> What the task asks
Word for word, transcribe the data below.

[Referring expression pointing data]
>>>>>
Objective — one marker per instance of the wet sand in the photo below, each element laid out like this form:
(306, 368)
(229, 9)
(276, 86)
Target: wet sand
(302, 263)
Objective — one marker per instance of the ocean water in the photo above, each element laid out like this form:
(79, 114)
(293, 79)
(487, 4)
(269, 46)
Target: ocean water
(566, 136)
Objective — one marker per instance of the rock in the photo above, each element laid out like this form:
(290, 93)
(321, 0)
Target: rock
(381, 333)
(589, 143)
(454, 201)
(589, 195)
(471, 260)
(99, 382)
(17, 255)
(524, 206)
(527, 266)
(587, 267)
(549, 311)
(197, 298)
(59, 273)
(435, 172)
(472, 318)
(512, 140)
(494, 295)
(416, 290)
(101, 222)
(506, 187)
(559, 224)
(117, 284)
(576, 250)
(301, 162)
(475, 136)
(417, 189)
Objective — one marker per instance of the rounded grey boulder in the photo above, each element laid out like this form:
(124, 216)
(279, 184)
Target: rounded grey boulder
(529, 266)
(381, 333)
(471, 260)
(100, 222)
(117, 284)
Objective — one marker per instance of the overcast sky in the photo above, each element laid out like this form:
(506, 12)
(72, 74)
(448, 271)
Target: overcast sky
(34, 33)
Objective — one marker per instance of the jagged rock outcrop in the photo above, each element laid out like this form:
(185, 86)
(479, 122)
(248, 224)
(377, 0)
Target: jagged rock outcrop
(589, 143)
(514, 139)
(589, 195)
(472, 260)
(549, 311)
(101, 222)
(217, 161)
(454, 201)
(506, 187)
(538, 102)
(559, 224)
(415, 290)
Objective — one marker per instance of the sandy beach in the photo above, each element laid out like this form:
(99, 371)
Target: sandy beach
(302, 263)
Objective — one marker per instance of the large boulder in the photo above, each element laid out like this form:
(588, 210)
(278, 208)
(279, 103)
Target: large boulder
<<<<<
> Exercise solution
Objective — one marker per instance of the wet sand in the photo below, each element laid out like this form:
(306, 368)
(229, 9)
(276, 86)
Target: wet sand
(302, 263)
Objective — one marker per instance of the ocean water in the photo above, each element laid out like this form:
(79, 114)
(293, 79)
(487, 4)
(269, 46)
Target: ocean water
(566, 136)
Objective — one marker per instance of the rock in the photo above, each element laid out like this form:
(290, 93)
(321, 0)
Target: rock
(381, 333)
(589, 143)
(454, 201)
(589, 195)
(471, 260)
(99, 382)
(17, 255)
(524, 206)
(527, 266)
(587, 267)
(549, 311)
(197, 298)
(59, 273)
(435, 172)
(472, 318)
(512, 140)
(494, 295)
(416, 290)
(101, 222)
(506, 187)
(559, 224)
(117, 284)
(576, 250)
(301, 162)
(475, 136)
(417, 189)
Objective — one marker per instance of the rounded grey boulder in the photo above, each element laid out like this form:
(124, 216)
(279, 184)
Target: rounded grey boulder
(529, 266)
(381, 333)
(471, 260)
(100, 222)
(117, 284)
Objective — one marker per instance of the overcast sky in the photo above, each element laid out like this form:
(506, 12)
(72, 74)
(448, 271)
Target: overcast sky
(34, 33)
Objective — one marker per instance of the jagged rock outcrop in the photo above, each element laid out like this form:
(185, 86)
(479, 122)
(248, 224)
(377, 0)
Target: jagged rock outcrop
(589, 143)
(514, 139)
(589, 195)
(472, 260)
(549, 311)
(101, 222)
(217, 161)
(454, 201)
(506, 187)
(538, 102)
(559, 224)
(415, 290)
Objective — one marker per instance of the sandy beach in the photo above, each element laid out like this form:
(99, 371)
Target: sandy beach
(302, 263)
Objective — one marker per instance of the large boulder in the photo above, each element laid out like this form:
(588, 210)
(278, 208)
(279, 103)
Target: large boulder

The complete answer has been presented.